> **WRITTEN EXERCISE**: Please pick out and copy every line in the records below that contains the string "pants". Case matters.
-------- EXCERPTED DATA
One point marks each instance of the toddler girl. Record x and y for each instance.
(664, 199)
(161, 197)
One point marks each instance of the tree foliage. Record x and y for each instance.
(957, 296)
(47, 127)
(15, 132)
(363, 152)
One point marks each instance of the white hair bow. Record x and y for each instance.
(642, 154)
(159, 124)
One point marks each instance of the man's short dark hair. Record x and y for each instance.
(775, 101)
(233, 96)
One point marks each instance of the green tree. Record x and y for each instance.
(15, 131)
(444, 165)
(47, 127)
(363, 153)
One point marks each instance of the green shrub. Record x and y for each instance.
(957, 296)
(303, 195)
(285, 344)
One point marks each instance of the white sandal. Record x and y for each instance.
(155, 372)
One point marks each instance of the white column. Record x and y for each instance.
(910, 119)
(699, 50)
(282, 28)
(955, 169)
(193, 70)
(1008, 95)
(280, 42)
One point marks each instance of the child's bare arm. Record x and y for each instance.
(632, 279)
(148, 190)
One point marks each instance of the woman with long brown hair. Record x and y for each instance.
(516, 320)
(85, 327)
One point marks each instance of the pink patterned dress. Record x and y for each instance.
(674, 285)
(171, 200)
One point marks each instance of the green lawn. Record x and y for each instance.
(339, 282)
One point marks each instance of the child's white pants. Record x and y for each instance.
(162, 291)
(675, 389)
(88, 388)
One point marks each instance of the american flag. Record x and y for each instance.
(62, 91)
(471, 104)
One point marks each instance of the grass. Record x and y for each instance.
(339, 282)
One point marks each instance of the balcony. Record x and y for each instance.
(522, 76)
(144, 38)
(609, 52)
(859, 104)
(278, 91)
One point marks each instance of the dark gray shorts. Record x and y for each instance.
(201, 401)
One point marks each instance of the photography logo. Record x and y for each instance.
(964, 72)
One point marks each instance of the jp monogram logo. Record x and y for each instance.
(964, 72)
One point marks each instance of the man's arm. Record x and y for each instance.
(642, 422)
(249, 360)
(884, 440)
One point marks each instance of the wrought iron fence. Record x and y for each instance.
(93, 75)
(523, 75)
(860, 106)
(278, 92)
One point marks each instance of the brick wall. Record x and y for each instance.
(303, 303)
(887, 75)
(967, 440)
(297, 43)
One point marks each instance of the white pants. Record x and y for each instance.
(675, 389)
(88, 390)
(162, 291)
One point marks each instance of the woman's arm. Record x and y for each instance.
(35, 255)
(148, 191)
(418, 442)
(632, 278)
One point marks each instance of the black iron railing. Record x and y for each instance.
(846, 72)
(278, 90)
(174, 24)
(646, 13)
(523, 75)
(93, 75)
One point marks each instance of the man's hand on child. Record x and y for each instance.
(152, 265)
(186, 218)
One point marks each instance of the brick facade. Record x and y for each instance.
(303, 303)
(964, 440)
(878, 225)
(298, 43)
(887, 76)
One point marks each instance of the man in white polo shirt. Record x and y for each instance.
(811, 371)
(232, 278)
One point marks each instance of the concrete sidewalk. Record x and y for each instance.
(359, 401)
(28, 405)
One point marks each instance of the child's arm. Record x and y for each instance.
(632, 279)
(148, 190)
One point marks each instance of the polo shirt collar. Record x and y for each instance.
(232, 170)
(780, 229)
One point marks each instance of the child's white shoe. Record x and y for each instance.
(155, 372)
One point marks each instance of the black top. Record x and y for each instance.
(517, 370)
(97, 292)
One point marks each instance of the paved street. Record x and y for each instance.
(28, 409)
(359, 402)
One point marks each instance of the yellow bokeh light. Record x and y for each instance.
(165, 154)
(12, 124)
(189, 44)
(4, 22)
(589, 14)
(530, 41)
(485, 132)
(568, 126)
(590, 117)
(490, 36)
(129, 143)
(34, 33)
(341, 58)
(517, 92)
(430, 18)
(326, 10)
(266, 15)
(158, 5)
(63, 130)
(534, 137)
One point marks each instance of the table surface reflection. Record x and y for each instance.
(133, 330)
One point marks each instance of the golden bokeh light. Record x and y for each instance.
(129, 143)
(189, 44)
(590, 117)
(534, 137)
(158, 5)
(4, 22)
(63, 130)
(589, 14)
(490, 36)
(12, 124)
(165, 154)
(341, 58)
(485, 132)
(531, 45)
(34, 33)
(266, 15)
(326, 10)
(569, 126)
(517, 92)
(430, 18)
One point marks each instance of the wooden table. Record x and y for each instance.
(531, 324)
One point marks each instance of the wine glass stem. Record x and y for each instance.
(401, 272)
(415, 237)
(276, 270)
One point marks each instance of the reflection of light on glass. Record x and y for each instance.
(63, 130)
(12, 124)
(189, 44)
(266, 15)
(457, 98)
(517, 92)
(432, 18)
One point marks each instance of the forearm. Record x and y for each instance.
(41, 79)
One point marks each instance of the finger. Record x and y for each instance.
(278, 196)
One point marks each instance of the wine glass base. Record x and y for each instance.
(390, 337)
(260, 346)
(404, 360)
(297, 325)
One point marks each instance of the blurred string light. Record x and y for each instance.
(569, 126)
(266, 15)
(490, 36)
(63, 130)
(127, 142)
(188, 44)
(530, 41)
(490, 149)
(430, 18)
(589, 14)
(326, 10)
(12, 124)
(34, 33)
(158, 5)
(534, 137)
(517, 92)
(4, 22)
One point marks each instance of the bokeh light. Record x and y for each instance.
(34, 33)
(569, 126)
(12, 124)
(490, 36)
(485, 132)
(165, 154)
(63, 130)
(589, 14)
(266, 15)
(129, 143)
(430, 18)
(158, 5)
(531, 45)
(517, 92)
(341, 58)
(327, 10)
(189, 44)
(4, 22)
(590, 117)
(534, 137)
----------------
-------- EXCERPTED DATA
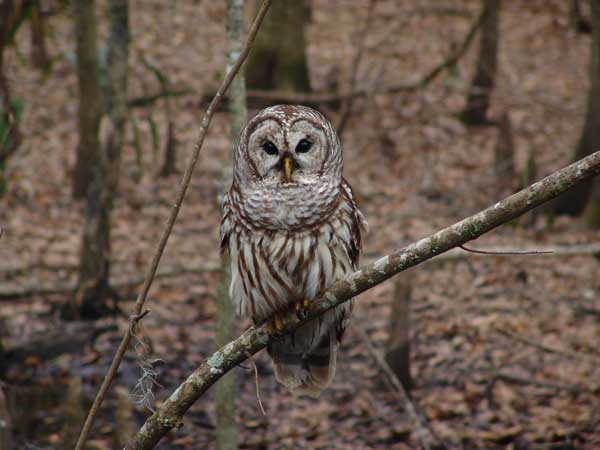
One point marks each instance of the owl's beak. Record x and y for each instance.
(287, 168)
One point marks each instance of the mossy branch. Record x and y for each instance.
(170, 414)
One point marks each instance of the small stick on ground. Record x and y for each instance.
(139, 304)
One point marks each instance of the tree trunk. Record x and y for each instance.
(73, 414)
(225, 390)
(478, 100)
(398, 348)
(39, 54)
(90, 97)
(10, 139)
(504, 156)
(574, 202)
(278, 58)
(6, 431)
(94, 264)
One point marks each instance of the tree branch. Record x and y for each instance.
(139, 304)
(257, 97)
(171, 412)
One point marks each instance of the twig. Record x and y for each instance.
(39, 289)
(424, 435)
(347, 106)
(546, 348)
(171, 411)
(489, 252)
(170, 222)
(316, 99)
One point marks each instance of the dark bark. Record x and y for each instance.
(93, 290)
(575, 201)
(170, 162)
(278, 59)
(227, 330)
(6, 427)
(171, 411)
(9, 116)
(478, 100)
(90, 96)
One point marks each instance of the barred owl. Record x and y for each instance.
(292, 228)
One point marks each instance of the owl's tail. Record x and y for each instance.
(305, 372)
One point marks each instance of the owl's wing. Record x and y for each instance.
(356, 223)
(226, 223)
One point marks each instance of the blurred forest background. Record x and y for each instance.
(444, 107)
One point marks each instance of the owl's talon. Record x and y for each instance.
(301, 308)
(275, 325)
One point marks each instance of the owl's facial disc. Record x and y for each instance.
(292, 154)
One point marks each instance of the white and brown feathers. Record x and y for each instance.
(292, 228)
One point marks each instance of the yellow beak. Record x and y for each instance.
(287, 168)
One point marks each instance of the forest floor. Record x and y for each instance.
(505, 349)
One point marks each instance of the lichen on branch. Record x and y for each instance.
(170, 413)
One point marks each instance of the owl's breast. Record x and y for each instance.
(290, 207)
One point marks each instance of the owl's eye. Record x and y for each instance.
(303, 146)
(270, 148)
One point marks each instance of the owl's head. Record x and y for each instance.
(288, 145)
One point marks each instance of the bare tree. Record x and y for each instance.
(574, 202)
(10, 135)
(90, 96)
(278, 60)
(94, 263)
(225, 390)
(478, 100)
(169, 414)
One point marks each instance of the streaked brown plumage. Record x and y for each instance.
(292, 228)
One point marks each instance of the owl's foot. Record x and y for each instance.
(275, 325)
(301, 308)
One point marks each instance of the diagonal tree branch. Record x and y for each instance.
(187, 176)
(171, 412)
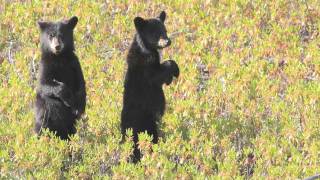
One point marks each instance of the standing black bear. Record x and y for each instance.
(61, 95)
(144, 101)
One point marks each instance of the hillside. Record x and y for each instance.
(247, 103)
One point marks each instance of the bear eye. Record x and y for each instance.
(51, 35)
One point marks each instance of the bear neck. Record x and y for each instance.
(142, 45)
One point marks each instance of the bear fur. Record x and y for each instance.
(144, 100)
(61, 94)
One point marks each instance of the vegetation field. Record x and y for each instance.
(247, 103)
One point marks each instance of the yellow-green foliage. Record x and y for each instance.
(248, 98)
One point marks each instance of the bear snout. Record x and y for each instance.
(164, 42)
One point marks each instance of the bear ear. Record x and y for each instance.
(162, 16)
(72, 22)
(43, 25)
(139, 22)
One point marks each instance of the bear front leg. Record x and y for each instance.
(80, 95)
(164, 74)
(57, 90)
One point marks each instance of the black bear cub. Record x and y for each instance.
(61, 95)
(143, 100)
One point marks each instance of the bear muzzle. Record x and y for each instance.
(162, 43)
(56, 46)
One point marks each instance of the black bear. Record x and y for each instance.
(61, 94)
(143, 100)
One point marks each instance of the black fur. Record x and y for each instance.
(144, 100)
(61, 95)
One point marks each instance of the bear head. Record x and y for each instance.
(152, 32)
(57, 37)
----------------
-------- EXCERPTED DATA
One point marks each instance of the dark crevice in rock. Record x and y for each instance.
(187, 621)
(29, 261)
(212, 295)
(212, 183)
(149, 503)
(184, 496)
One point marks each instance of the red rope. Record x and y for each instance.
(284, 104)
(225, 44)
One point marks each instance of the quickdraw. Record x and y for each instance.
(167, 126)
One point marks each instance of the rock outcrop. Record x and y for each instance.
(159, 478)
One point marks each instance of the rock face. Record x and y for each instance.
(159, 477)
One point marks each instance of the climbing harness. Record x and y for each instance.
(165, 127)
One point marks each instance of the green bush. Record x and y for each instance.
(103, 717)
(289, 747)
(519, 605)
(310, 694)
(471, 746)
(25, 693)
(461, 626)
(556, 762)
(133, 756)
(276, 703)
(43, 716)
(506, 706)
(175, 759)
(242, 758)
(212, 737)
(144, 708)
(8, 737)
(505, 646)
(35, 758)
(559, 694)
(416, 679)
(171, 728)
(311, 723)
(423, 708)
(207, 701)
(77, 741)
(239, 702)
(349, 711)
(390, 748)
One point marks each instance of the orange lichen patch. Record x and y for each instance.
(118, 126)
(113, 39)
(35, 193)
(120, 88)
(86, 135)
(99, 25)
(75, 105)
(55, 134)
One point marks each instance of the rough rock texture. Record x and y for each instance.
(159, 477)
----------------
> **PROBLEM SOLUTION**:
One point marks each instance of the child's white pants. Record x and y for each instance.
One point marks each instance of the white pants. Record x and y for each instance.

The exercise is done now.